> [EXCERTO]:
Não há nada melhor do que percorrer o nosso belo país e descobrir os seus recantos, encantos e singularidades. Cada viagem é uma descoberta e nesta convidamo-lo a rumar até ao arquipélago dos Açores, mais concretamente até à ilha Terceira, onde se ergue a majestosa cidade de Angra do Heroísmo. Com o seu nome gravado na história de Portugal, a cidade açoriana foi, entre os séculos XV e XVI, um porto de escala obrigatória das frotas de África e das Índias, centrado na prestação de serviços de reabastecimento e reaparelhamento das embarcações carregadas de mercadorias e valores. Assim, foi em grande parte a partir do seu porto, o único natural e com alguma dimensão existente no arquipélago, que a povoação angrense se desenvolveu, tendo sido, em 1534, a primeira do arquipélago a ser elevada à condição de cidade.

Angra do Heroísmo – Património da Humanidade há 40 anos
Entreposto de gentes, gostos e culturas das carreiras dos Descobrimentos, na cidade de Angra do Heroísmo estão vinculadas as marcas de um tempo que ainda hoje é percetível, sendo uma referência cultural e histórica. Detentora de um património único do ponto de vista arquitetónico e paisagístico, Angra do Heroísmo está classificada como Património Mundial pela UNESCO, desde 1983, tendo sido a primeira cidade portuguesa a obter este título. José Álamo Meneses reconhece que a história de Portugal que, muitas vezes, teve Angra do Heroísmo como epicentro, deram ao Património Mundial da Humanidade um contributo meritório que se veio a traduzir no seu inevitável reconhecimento universal. “Esta é uma classificação que se funda, essencialmente, no papel histórico da cidade enquanto ponto essencial na ligação entre a Europa e os novos mundos que foram sendo abertos com a expansão europeia. Ao contrário do que acontece na grande maioria dos casos, em que é classificado um determinado edifício ou monumento pelo seu valor estético, ou histórico, em Angra do Heroísmo está classificado um conjunto, uma parte da cidade que corresponde à zona que esteve expressamente envolvida neste papel de ‘base naval’”. E é exatamente aqui que reside a sua singularidade.

> [INSTRUÇÕES]:
1. Reescreva em forma de lista o parágrafo do excerto sobre Angra do Heroísmo que começa por «Entreposto de gentes, gostos e culturas». Conserve os factos principais.
2. Prolongue o excerto sobre Angra do Heroísmo a partir da sua última frase.

> [DADOS BRUTOS]:
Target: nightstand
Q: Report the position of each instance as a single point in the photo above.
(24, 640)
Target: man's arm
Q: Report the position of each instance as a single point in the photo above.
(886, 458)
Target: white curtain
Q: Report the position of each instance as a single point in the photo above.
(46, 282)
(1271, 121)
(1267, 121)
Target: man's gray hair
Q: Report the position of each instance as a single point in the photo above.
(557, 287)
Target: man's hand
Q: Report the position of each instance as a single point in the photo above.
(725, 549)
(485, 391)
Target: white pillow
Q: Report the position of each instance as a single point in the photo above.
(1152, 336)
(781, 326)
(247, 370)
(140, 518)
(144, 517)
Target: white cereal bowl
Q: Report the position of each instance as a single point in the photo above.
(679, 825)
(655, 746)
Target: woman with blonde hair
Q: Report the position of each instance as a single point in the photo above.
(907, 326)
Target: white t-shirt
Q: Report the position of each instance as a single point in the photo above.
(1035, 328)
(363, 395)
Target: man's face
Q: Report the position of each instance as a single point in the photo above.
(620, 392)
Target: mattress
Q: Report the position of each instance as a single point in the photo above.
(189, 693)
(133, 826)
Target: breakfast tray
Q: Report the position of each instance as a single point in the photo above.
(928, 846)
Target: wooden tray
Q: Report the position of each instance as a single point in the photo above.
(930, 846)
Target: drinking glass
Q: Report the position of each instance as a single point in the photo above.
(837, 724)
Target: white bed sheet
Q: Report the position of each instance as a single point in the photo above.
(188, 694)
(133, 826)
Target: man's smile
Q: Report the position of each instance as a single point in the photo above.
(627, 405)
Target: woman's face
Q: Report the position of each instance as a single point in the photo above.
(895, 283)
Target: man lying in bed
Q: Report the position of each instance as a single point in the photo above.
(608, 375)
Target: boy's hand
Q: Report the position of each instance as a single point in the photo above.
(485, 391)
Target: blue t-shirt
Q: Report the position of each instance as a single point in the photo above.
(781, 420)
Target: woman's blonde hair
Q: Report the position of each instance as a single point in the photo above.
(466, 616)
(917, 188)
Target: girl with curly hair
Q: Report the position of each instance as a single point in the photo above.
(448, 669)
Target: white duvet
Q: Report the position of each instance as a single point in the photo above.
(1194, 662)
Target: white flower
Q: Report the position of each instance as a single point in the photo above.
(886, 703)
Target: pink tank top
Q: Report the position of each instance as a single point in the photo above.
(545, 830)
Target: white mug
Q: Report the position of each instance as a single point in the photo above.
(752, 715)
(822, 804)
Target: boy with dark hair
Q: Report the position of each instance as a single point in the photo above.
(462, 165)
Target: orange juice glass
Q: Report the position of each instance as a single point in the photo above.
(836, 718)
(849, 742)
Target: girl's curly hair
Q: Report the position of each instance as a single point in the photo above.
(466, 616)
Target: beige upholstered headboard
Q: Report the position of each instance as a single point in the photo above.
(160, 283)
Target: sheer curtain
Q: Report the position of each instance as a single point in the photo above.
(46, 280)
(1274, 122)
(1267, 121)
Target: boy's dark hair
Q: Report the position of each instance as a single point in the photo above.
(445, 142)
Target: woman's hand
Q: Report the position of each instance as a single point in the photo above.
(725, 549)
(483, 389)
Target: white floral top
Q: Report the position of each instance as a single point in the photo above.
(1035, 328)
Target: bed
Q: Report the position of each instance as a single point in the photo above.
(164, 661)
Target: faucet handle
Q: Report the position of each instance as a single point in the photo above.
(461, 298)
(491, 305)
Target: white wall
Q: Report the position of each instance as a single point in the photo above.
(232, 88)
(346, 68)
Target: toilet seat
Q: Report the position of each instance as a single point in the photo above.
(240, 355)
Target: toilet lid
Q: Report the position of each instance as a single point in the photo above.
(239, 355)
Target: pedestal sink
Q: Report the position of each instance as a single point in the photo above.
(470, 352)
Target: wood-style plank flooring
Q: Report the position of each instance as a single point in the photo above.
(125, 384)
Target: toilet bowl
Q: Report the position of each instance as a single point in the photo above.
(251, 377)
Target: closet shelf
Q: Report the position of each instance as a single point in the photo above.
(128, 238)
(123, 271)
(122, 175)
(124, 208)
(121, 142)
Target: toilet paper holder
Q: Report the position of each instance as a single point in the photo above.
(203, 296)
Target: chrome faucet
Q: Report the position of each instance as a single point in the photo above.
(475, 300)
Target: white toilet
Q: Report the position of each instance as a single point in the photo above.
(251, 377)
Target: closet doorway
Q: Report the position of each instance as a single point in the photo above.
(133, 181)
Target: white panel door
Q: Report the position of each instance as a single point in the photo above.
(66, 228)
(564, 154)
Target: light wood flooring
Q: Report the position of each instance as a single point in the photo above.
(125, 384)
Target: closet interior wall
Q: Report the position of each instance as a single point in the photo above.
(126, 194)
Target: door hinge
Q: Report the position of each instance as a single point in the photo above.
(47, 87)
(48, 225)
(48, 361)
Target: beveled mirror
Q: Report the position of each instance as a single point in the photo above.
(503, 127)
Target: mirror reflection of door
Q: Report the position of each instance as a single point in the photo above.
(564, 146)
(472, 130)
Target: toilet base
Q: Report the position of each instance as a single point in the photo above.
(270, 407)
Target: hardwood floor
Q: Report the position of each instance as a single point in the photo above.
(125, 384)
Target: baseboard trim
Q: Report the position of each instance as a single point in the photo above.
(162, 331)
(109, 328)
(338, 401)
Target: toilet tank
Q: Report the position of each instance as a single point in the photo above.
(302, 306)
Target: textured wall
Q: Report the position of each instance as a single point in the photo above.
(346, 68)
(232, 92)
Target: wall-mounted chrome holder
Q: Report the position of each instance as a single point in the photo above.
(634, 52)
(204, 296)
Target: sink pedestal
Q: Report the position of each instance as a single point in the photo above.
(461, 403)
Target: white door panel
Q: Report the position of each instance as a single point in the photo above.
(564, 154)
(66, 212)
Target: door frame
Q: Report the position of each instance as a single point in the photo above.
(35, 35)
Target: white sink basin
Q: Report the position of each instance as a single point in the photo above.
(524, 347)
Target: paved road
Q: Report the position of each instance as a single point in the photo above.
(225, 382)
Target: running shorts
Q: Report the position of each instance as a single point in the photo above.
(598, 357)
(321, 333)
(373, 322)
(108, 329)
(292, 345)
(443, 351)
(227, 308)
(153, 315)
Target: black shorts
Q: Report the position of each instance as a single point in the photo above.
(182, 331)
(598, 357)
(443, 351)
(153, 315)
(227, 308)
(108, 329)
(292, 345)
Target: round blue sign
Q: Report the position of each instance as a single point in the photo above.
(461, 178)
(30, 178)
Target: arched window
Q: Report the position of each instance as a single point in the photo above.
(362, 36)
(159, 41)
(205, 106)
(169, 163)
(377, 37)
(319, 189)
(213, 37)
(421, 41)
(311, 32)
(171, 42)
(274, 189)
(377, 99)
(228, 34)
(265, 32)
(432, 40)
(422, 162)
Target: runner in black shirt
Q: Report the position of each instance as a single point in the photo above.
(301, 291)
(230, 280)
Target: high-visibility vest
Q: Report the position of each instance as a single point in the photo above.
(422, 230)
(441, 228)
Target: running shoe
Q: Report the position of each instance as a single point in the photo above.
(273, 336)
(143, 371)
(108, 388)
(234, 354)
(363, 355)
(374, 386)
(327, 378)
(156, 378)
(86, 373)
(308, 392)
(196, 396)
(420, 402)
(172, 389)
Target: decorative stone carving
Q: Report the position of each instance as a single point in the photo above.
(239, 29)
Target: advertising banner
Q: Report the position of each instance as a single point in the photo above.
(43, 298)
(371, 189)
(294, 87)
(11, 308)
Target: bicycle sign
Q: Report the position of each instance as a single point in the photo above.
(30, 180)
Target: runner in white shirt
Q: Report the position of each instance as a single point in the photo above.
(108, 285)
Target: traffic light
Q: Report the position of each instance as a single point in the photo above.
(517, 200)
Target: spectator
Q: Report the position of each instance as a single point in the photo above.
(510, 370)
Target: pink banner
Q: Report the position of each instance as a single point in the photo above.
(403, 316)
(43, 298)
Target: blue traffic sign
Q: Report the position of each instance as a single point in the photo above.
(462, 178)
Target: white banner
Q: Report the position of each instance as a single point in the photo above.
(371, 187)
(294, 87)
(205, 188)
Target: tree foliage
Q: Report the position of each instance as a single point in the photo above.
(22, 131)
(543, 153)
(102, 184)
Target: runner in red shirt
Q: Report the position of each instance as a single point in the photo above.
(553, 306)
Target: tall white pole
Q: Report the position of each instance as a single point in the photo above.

> [RESPOSTAS POR TAREFA]:
1.
- Angra do Heroísmo foi entreposto de gentes, gostos e culturas das carreiras dos Descobrimentos. Conserva marcas desse tempo ainda hoje percetíveis e é uma referência cultural e histórica.
- Possui um património único do ponto de vista arquitetónico e paisagístico.
- Está classificada como Património Mundial pela UNESCO desde 1983. Foi a primeira cidade portuguesa a obter este título.
- José Álamo Meneses reconhece que a história de Portugal, que muitas vezes teve a cidade como epicentro, deu ao Património Mundial um contributo meritório.
- Segundo Meneses, a classificação funda-se essencialmente no papel histórico da cidade como ponto essencial na ligação entre a Europa e os novos mundos abertos pela expansão europeia.
- Na maioria dos casos classifica-se um edifício ou monumento pelo seu valor estético ou histórico. Em Angra está classificado um conjunto: a zona da cidade envolvida no papel de «base naval». É aí que reside a sua singularidade.

2.
Património Cultural, memória e identidade
O património cultural assume uma importância vital na preservação da memória dos povos. É ele o reflexo da nossa história e um dos maiores estandartes da nossa identidade. A classificação do centro histórico de Angra do Heroísmo, em 1983, veio não só reconhecer a sua longa história e património, mas também dar a esta cidade e à força do seu povo um reconhecimento e projeção internacional únicos. “Esta classificação veio colocar Angra do Heroísmo num ‘clube’ que tem, obviamente, uma grande importância a nível planetário. Angra do Heroísmo ainda hoje é, no contexto global, uma cidade pequena, com cerca de 12 mil pessoas. A verdade é que, por ser uma cidade incluída na lista de património mundial, ganhou uma projeção internacional e presença num conjunto de organismos que nunca ganharia por qualquer outro fator”, afirma José Álamo Meneses. Para além disso, importa destacar que esta classificação surge apenas três anos depois de Angra do Heroísmo ter visto cerca de 80% do seu património ser destruído por um terramoto, em janeiro de 1980. Esta classificação veio assim, não só, reconhecer o exemplar trabalho de reconstrução desenvolvido, mas também devolver a autoestima à população angrense. “Angra do Heroísmo foi classificada, em 1983, num dos momentos mais críticos da sua história. Esta classificação e este aumento da autoestima foi fundamental para termos a cidade que temos hoje. Graças a esta classificação Angra renasceu, verdadeiramente, não das cinzas, mas das ruínas.”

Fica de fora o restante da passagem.